**STATED GOAL:** Rewrite everything from the start of the records down through the line containing "2,0,640,150", requests included, with every bounding-box coordinate in the answers offset by 64.

**DATA ENTRIES:**

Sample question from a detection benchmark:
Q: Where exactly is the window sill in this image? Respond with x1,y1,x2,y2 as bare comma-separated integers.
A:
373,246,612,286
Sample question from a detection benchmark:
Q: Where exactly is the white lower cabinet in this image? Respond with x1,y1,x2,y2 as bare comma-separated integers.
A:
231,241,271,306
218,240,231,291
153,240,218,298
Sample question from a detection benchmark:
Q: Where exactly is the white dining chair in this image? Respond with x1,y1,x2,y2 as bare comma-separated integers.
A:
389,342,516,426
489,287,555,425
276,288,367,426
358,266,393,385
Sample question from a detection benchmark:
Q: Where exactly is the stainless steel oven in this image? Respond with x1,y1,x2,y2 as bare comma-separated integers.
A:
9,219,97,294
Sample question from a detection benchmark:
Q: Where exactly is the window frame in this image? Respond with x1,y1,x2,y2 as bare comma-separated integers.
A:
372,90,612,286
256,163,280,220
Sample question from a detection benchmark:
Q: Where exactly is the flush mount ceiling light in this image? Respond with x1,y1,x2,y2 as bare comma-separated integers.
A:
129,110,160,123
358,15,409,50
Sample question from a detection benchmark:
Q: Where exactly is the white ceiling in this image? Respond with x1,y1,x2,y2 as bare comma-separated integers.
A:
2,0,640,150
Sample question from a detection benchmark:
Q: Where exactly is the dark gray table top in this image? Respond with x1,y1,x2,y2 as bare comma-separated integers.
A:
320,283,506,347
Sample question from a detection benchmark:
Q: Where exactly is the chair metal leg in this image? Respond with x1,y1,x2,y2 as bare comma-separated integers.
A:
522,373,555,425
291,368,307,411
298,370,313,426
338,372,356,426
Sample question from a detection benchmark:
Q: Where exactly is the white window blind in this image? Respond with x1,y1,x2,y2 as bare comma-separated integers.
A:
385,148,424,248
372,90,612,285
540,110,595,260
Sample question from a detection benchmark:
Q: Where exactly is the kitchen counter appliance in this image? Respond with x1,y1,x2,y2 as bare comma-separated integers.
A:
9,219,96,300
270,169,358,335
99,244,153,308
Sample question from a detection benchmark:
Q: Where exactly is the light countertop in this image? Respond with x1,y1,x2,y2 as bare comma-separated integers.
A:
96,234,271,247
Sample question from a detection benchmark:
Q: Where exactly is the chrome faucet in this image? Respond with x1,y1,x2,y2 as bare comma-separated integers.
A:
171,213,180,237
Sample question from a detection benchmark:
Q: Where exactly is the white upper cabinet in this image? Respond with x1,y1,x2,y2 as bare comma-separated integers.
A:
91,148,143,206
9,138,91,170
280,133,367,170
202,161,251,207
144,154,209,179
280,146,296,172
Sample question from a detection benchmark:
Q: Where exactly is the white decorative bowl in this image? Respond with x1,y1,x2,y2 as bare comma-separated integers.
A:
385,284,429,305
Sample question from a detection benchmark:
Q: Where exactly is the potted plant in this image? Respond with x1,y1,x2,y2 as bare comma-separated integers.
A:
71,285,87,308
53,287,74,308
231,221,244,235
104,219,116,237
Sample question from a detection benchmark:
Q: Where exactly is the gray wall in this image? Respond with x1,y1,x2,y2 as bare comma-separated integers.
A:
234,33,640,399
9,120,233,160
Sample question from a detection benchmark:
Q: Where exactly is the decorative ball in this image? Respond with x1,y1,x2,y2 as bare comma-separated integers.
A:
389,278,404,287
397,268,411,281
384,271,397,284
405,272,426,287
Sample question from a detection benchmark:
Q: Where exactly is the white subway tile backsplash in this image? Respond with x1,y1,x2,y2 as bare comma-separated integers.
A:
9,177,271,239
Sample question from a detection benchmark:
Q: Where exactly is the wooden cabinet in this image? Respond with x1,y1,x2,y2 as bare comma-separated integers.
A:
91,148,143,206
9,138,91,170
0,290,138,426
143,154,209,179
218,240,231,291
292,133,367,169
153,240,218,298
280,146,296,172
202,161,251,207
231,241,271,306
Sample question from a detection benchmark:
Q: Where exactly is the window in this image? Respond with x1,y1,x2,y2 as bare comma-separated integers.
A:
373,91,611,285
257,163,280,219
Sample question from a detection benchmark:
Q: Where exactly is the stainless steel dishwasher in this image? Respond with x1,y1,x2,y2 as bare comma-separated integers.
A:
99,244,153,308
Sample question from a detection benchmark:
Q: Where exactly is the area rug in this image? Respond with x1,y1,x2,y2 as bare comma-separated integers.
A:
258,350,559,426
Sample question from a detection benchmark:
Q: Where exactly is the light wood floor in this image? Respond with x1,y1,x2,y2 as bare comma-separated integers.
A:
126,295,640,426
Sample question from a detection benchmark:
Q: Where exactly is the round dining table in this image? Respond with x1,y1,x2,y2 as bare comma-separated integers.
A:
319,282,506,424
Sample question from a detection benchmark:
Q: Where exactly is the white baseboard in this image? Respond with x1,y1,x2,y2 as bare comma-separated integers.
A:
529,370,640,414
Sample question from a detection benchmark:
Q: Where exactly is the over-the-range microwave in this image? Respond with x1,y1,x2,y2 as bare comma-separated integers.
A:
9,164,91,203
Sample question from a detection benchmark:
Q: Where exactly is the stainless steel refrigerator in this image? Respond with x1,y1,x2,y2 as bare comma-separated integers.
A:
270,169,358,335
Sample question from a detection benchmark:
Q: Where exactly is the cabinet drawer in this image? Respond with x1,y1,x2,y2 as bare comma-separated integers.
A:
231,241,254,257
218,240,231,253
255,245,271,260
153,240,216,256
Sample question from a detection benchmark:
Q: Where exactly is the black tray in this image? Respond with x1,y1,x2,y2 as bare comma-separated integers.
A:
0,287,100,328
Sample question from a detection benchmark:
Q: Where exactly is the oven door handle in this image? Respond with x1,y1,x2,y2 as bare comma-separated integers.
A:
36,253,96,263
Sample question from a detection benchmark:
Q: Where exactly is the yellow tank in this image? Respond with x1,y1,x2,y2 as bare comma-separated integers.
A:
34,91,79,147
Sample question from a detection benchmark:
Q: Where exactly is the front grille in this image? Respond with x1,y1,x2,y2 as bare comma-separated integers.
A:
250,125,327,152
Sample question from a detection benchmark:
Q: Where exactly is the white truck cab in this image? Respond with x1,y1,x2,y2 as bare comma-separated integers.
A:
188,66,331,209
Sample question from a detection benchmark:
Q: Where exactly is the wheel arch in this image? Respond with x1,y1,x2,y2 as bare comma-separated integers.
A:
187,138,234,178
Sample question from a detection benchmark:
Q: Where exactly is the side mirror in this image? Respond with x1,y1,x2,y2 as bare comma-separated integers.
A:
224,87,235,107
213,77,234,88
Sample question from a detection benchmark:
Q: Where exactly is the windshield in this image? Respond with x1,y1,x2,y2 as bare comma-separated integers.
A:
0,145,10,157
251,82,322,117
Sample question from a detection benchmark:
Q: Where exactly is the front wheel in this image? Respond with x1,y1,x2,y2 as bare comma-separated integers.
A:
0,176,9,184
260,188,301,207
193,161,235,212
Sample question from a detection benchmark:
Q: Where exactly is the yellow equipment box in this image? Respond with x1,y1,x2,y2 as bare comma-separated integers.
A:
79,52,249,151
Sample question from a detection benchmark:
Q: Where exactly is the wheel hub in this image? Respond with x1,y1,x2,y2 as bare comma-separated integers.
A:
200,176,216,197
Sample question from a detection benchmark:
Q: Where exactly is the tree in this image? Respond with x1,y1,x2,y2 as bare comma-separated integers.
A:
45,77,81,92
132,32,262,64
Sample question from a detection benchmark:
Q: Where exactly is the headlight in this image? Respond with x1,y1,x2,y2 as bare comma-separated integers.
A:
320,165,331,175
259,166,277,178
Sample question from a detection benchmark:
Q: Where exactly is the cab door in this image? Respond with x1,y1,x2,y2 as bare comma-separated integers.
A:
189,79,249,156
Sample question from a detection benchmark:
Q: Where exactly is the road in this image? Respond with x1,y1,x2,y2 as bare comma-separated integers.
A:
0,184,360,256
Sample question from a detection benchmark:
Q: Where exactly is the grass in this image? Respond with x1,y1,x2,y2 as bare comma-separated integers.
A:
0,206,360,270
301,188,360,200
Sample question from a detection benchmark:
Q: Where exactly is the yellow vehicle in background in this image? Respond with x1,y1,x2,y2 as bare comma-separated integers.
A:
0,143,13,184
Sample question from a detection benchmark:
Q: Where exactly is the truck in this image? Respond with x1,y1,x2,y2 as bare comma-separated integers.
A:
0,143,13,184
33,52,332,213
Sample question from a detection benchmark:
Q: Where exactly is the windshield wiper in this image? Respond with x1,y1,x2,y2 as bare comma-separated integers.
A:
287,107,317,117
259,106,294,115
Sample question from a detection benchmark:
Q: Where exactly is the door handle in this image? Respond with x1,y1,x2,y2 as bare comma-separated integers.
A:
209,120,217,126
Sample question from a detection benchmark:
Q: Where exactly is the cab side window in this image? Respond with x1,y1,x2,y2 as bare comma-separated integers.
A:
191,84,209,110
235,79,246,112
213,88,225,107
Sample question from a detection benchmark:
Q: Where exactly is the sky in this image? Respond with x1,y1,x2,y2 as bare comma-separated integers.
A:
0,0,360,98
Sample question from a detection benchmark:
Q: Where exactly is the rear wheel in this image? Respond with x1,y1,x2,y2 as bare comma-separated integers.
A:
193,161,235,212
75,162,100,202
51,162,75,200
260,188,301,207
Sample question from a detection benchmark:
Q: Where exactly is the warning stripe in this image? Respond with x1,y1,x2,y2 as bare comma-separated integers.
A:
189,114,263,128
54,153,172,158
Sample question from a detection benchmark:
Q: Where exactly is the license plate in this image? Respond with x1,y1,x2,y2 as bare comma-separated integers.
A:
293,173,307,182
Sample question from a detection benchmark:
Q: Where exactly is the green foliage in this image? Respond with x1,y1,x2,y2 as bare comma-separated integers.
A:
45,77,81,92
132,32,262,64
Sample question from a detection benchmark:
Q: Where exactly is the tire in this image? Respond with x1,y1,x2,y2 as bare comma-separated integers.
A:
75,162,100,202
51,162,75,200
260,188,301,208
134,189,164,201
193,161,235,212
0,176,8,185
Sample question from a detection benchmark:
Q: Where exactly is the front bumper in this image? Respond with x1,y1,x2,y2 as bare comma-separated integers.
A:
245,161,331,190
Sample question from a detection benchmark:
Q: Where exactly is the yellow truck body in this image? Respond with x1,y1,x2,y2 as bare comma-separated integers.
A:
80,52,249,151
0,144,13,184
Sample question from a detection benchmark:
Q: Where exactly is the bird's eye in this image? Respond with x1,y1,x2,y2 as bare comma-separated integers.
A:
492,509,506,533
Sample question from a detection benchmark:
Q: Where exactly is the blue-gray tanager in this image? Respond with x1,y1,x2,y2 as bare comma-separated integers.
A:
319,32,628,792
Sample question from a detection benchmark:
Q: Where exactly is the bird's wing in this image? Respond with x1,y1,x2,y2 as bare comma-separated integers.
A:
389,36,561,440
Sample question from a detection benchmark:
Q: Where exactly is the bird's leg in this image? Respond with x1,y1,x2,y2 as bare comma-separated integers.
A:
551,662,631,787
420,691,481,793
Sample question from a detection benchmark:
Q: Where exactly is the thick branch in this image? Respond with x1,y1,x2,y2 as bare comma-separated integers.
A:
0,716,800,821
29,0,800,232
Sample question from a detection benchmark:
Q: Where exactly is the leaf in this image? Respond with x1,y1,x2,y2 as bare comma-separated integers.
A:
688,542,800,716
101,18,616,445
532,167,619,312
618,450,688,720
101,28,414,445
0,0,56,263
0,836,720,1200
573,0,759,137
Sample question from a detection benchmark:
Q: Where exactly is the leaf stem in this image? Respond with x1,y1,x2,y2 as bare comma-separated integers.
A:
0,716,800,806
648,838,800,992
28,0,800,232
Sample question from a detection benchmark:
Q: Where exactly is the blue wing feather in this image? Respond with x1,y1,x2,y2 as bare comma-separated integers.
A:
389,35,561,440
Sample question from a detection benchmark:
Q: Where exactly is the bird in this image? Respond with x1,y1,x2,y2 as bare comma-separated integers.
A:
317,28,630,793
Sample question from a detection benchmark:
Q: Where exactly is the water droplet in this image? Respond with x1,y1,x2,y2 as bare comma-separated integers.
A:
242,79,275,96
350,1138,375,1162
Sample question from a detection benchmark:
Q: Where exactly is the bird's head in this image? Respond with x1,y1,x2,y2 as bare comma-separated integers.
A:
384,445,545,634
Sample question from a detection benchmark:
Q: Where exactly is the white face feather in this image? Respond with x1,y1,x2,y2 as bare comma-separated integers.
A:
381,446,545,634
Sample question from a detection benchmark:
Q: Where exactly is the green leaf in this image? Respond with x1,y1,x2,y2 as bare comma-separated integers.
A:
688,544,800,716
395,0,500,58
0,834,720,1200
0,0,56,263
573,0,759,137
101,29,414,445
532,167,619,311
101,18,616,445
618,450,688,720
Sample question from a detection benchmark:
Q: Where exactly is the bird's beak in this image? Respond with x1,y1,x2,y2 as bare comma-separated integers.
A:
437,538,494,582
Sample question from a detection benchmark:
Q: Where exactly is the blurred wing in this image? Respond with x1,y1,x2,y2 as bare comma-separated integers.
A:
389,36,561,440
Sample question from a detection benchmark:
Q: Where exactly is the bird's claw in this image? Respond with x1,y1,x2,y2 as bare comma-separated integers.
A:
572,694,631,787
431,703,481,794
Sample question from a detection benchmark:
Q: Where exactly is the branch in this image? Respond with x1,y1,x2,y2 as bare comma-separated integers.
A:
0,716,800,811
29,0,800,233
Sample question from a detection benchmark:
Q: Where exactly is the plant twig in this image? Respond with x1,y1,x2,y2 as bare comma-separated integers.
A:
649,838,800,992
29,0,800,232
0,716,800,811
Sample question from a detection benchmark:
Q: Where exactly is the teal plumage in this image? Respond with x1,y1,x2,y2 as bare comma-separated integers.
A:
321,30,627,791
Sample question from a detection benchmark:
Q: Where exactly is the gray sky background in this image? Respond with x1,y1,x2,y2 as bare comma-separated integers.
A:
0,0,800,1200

**EXERCISE OUTPUT:**
Sample question from a detection benchmark:
Q: Where exactly is the window sill in this image? Respond with x1,y1,x2,y2 as bare comma-separated integers.
A:
437,310,676,350
Sample question from a detection benchmark:
Q: Where exactly is the white lower cabinet in this image? Respond with x1,y1,x2,y2 as bare comma-separated integers.
A:
295,305,335,370
282,304,295,355
217,304,282,362
Sample question from a detection benchmark:
Q: Where exactly is the white dining chair in this image? Respond with x1,y1,x2,y2 as bare comma-separated integers.
A:
453,406,580,490
553,351,619,489
340,352,431,490
422,330,457,449
Sample question from a detection benchmark:
Q: Where exactly is the stainless steel oven in this image? Respond with x1,y1,x2,y2 as bare comma-separated integers.
A:
73,283,161,358
Sample question from a detection benchmark:
Q: Where exactly is the window frame in this image? Respond with x1,y1,x2,y2 as bare comma-separated integers.
A:
436,154,676,350
320,227,344,284
Sample question from a detection benchmark:
Q: Where exactly is the flush mount ceiling light in this image? Respond with x1,y1,x2,y2 as bare comma-separated integers.
A:
193,174,224,187
422,79,473,114
Sample question from a detection benchmark:
Q: Where exactly is the white ceiling in this image? Respond with x1,y1,x2,y2 as bare comma-separated integers.
A:
66,64,704,214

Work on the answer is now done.